#### WHAT IS EXPECTED:
Lines where the string "brick" appears are to be copied from the entries below.

(Point-per-instance localization data)
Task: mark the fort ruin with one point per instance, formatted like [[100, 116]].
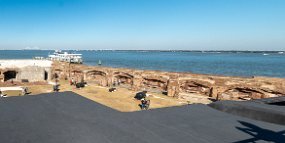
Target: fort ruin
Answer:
[[173, 84]]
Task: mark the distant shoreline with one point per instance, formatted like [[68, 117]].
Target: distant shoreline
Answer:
[[199, 51]]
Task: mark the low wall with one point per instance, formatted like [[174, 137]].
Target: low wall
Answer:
[[174, 84]]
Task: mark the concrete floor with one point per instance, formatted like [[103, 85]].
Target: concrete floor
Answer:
[[69, 118]]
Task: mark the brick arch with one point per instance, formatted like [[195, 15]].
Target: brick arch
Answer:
[[157, 83], [123, 78], [97, 77]]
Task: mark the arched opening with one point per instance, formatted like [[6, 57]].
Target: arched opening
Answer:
[[123, 79], [155, 84], [10, 75], [195, 87], [46, 75], [97, 77]]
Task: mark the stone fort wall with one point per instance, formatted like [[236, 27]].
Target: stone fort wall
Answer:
[[174, 84]]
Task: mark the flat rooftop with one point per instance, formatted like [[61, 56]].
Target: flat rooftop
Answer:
[[24, 63], [70, 118]]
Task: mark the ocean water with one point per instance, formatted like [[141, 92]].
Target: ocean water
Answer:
[[228, 63]]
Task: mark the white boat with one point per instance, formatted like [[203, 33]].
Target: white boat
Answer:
[[66, 57]]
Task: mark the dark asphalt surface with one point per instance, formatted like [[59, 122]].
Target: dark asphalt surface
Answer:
[[69, 118]]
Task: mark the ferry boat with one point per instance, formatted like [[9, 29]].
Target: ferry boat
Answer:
[[58, 55]]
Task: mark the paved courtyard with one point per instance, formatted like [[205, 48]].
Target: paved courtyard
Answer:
[[70, 118]]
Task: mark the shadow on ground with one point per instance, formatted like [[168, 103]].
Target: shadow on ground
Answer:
[[260, 134]]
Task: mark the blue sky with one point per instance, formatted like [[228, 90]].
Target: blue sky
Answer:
[[143, 24]]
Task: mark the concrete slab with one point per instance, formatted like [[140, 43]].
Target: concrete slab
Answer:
[[68, 117]]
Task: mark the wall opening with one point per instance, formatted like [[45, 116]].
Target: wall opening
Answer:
[[10, 75], [46, 75]]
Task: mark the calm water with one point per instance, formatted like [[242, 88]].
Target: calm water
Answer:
[[223, 63]]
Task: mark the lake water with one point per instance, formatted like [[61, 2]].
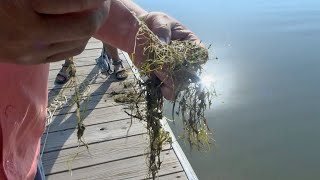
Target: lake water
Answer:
[[266, 117]]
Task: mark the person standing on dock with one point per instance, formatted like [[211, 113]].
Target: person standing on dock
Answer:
[[108, 54], [34, 33]]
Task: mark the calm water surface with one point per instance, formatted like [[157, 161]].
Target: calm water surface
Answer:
[[266, 117]]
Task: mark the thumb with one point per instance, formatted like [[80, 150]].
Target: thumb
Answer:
[[160, 26]]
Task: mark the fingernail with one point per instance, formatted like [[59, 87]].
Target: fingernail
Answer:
[[163, 40]]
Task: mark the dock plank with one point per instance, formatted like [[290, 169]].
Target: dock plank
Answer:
[[95, 116], [132, 168], [101, 132], [56, 162]]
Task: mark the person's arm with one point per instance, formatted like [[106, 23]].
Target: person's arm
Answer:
[[42, 31], [121, 27]]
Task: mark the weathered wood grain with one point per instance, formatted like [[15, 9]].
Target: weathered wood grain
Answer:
[[91, 117], [101, 132], [132, 168], [104, 152]]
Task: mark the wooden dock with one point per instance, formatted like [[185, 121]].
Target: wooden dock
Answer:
[[114, 152]]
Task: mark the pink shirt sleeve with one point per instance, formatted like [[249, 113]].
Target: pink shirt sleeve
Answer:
[[23, 102]]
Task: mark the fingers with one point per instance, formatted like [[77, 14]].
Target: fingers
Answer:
[[181, 33], [167, 92], [64, 55], [61, 28], [65, 6], [160, 25]]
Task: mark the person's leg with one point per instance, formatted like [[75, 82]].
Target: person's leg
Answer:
[[65, 73], [40, 172], [113, 54]]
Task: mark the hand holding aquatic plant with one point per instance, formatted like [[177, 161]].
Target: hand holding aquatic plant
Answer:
[[168, 31], [172, 62]]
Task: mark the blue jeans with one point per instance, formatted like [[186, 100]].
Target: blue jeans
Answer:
[[40, 172]]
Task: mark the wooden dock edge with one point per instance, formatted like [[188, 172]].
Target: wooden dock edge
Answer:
[[175, 145]]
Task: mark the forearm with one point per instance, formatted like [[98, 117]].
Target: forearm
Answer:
[[121, 26]]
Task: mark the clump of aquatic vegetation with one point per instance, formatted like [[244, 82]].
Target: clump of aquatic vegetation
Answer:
[[182, 62]]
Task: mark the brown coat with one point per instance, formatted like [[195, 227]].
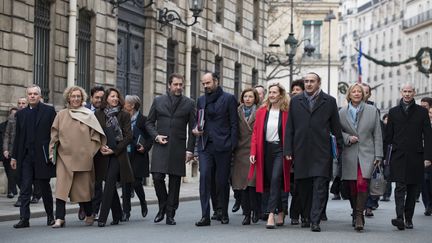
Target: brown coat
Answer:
[[241, 164], [101, 162], [77, 143]]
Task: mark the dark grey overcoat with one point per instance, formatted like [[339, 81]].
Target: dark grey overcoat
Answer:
[[175, 121], [307, 135], [411, 137]]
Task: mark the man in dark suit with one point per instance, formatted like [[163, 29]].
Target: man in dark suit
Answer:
[[96, 94], [30, 153], [169, 123], [312, 117], [410, 134], [216, 142]]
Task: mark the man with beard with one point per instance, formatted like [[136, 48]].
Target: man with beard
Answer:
[[169, 123], [409, 133], [217, 138]]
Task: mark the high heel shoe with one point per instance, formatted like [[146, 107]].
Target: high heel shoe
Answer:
[[89, 220], [281, 215], [59, 223], [270, 225]]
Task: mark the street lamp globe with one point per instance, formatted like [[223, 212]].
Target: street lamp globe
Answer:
[[196, 6], [291, 45]]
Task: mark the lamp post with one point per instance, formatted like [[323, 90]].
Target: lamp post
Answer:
[[291, 44], [329, 18]]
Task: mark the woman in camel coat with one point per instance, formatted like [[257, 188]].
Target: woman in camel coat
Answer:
[[76, 136]]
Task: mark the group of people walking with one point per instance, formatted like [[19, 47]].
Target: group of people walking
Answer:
[[264, 147]]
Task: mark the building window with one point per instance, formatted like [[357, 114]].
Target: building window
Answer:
[[312, 31], [171, 57], [219, 68], [256, 19], [239, 15], [84, 44], [237, 80], [195, 60], [254, 77], [219, 10], [41, 47]]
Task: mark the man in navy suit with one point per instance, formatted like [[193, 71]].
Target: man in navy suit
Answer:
[[30, 153], [96, 94], [216, 141]]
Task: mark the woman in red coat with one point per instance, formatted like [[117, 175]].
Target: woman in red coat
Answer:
[[266, 155]]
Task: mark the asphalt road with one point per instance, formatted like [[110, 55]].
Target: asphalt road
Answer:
[[337, 229]]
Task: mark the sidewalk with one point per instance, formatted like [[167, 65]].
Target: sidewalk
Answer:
[[188, 192]]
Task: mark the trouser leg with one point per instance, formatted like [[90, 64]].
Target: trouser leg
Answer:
[[88, 208], [410, 200], [173, 194], [400, 192], [161, 191], [45, 187], [320, 192], [60, 209], [126, 193]]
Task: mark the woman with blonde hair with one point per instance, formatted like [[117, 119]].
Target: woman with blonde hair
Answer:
[[266, 154], [361, 131], [76, 136]]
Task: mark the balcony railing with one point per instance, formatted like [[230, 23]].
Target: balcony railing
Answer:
[[418, 19]]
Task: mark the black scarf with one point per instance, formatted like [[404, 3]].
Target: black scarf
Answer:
[[112, 121]]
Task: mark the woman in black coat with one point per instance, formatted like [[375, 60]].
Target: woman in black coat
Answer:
[[114, 165], [138, 151]]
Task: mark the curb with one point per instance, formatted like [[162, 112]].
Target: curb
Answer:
[[75, 208]]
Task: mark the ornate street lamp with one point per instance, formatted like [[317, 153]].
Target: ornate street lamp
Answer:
[[167, 16], [329, 17], [139, 3]]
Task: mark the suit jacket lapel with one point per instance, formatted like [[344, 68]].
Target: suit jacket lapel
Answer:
[[321, 100], [304, 102]]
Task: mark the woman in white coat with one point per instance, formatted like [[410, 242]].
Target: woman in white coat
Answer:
[[363, 149]]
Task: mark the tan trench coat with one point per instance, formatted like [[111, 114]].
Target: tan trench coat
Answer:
[[77, 144], [241, 164]]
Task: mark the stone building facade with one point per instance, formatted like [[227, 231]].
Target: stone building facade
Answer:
[[126, 47], [309, 27]]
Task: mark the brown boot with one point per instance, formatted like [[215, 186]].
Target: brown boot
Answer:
[[360, 204]]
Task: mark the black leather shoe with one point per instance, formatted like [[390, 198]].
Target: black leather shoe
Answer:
[[398, 223], [115, 222], [34, 200], [255, 217], [17, 203], [144, 209], [246, 220], [305, 223], [50, 221], [224, 220], [125, 217], [22, 224], [159, 217], [204, 221], [170, 221], [236, 206], [408, 224], [216, 216], [324, 217], [295, 222], [315, 228], [81, 214]]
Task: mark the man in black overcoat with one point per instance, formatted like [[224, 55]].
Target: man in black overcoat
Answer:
[[409, 133], [30, 153], [169, 123], [312, 117]]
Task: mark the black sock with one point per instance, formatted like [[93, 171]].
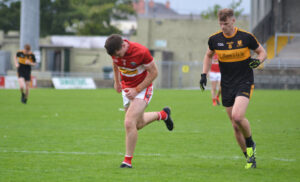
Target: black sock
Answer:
[[249, 142]]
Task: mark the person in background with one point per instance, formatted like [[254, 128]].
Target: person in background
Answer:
[[24, 59]]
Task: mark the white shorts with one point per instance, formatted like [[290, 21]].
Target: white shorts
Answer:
[[145, 95], [215, 76]]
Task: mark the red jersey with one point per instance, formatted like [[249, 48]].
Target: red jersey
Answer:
[[215, 66], [131, 65]]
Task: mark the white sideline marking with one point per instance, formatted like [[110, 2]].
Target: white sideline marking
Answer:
[[140, 154]]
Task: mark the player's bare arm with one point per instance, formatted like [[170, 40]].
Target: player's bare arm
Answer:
[[117, 84], [206, 66], [152, 74], [16, 62], [207, 60], [261, 56]]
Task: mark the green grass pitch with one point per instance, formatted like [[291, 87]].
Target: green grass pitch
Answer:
[[78, 135]]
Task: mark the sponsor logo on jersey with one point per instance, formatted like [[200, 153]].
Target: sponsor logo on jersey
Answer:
[[133, 63], [128, 72], [229, 45], [239, 43]]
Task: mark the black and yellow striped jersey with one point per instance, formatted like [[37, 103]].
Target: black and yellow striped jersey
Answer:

#### TASK RESULT:
Task: mark the brick arch with one point per instance, formatted like [[195, 15]].
Target: brick arch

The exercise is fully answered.